今天,我們又一次在這里集會,紀念“六四”。十六年來,每
一年的這一天,我們都在這里集會紀念“六四”。
當今世界,各種各樣的紀念日和紀念活動數不勝數,然而在我
看來,沒有什么紀念日能比“六四”更重要的了。因為“六四”不
僅僅涉及歷史,而且還涉及現實。其他的紀念日或紀念活動,例如
紀念反法西斯戰爭勝利六十周年,紀念對猶太人的大屠殺,紀念柏
林墻的倒塌,等等。這些都僅僅是對歷史的紀念。畢竟,法西斯政
權和東歐共產政權都早已灰飛煙滅,其罪行都得到嚴肅的清算。縱
然在某些地方,正義姍姍來遲,殺人兇手已經壽終正寢,逃脫了應
有的懲罰,但畢竟正義的原則已經重新確立。但“六四”不是這樣,
“六四”還沒有成為歷史,那個殺人的政府還坐在臺上,還在繼續
壓迫人民,死難者的名譽還在蒙受玷污死不瞑目,自由斗士還身陷
牢獄或流亡海外,正義的原則還沒有得到哪怕是最起碼的伸張。
“六四”還不是過去完成時,而是現在進行時。我們的集會,不但
具有紀念的意義,而且還具有抗爭的意義。在這里,紀念就是抗爭。
這是“六四”的第一個與眾不同的重要特性。
“六四”第二個特殊的重要性是,“六四”不但屬於中國,而
且還屬於世界。“六四”發生在舉世矚目的天安門廣場,借助於現
代傳媒,全世界的人民都如同身臨其境,見證了那場殘暴的屠殺。
“六四”屠殺不但是對全中國人民的良心的粗暴踐踏,也是對全世
界人民的良心的公然挑釁。我們紀念“六四”,不但是為了呼喚和
激發中國人民的道義良知,也是為了呼喚和激發全世界人民的道義
良知。
中國是個大國,中國的人口佔世界人口的五分之一。中國的問
題不只是中國的問題,而且也是世界的問題。只要中國還處在共產
暴政之下,世界的自由民主就不能不受到嚴重的威脅;中國沒有自
由民主,世界就沒有和平與安寧。

------------------------------------

-- 給定指令 a --
請把所附文段從「當今世界,各種各樣的紀念日和紀念活動數不勝數,然而在我」到「具有紀念的意義,而且還具有抗爭的意義。在這里,紀念就是抗爭。」這一段重寫一遍,並將其中的「正義」全部更新為「公義」。

-- 資料集內容 --
------------------------------------

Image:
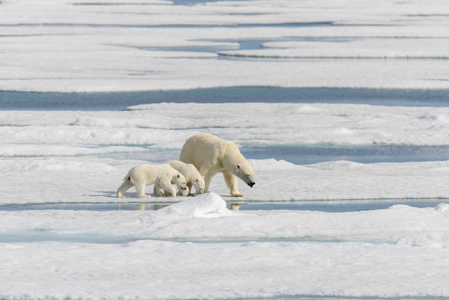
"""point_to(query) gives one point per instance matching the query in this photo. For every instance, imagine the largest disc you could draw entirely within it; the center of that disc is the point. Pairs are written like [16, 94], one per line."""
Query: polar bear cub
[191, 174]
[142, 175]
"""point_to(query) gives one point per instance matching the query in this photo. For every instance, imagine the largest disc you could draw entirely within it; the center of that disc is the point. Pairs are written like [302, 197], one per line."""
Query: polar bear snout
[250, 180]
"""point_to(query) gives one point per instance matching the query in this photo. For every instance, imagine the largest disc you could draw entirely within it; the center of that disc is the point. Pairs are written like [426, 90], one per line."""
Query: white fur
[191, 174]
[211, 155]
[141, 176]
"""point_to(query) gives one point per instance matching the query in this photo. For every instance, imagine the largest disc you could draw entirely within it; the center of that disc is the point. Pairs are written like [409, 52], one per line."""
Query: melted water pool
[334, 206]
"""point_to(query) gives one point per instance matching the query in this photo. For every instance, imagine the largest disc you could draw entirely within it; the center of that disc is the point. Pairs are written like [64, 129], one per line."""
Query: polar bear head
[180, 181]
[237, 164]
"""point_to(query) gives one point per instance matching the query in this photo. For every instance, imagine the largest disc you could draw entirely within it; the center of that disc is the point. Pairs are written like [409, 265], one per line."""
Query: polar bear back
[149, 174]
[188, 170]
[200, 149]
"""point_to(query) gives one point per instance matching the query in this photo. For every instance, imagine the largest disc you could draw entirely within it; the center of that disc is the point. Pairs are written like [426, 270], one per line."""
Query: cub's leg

------------------------------------

-- 給定指令 b --
請將資料集內容中的所有行重新寫出,其中的請求也要保留,並把答案裡的每個座標數值都平移加上116;請求中的示例數字不要改動,圖片不要寫入答案。

-- 書面回答 a --
當今世界,各種各樣的紀念日和紀念活動數不勝數,然而在我
看來,沒有什么紀念日能比“六四”更重要的了。因為“六四”不
僅僅涉及歷史,而且還涉及現實。其他的紀念日或紀念活動,例如
紀念反法西斯戰爭勝利六十周年,紀念對猶太人的大屠殺,紀念柏
林墻的倒塌,等等。這些都僅僅是對歷史的紀念。畢竟,法西斯政
權和東歐共產政權都早已灰飛煙滅,其罪行都得到嚴肅的清算。縱
然在某些地方,公義姍姍來遲,殺人兇手已經壽終正寢,逃脫了應
有的懲罰,但畢竟公義的原則已經重新確立。但“六四”不是這樣,
“六四”還沒有成為歷史,那個殺人的政府還坐在臺上,還在繼續
壓迫人民,死難者的名譽還在蒙受玷污死不瞑目,自由斗士還身陷
牢獄或流亡海外,公義的原則還沒有得到哪怕是最起碼的伸張。
“六四”還不是過去完成時,而是現在進行時。我們的集會,不但
具有紀念的意義,而且還具有抗爭的意義。在這里,紀念就是抗爭。

-- 書面回答 b --
Image:
"""point_to(query) gives one point per instance matching the query in this photo. For every instance, imagine the largest disc you could draw entirely within it; the center of that disc is the point. Pairs are written like [16, 94], one per line."""
Query: polar bear cub
[307, 290]
[258, 291]
"""point_to(query) gives one point per instance matching the query in this photo. For every instance, imagine the largest disc you could draw entirely within it; the center of that disc is the point. Pairs are written like [302, 197], one per line."""
Query: polar bear snout
[366, 296]
"""point_to(query) gives one point per instance matching the query in this photo. For every instance, imagine the largest disc you could draw entirely within it; the center of that disc is the point. Pairs are written like [426, 90], one per line."""
Query: white fur
[307, 290]
[327, 271]
[257, 292]
"""point_to(query) gives one point per instance matching the query in this photo. For every instance, imagine the largest disc you could draw entirely within it; the center of that disc is the point. Pairs are written like [409, 52], one per line."""
Query: melted water pool
[450, 322]
"""point_to(query) gives one point per instance matching the query in this photo. For every instance, imagine the largest disc you could draw entirely within it; the center of that disc is the point. Pairs are written like [64, 129], one per line."""
Query: polar bear head
[296, 297]
[353, 280]
"""point_to(query) gives one point per instance matching the query in this photo. For every instance, imagine the largest disc you could draw entirely within it; the center of that disc is the point. Pairs are written like [409, 265], one per line."""
Query: polar bear back
[265, 290]
[304, 286]
[316, 265]
"""point_to(query) gives one point per instance matching the query in this photo. For every instance, imagine the largest disc you could draw entirely within it; the center of that disc is the point. Pairs are written like [426, 270], one per line."""
Query: cub's leg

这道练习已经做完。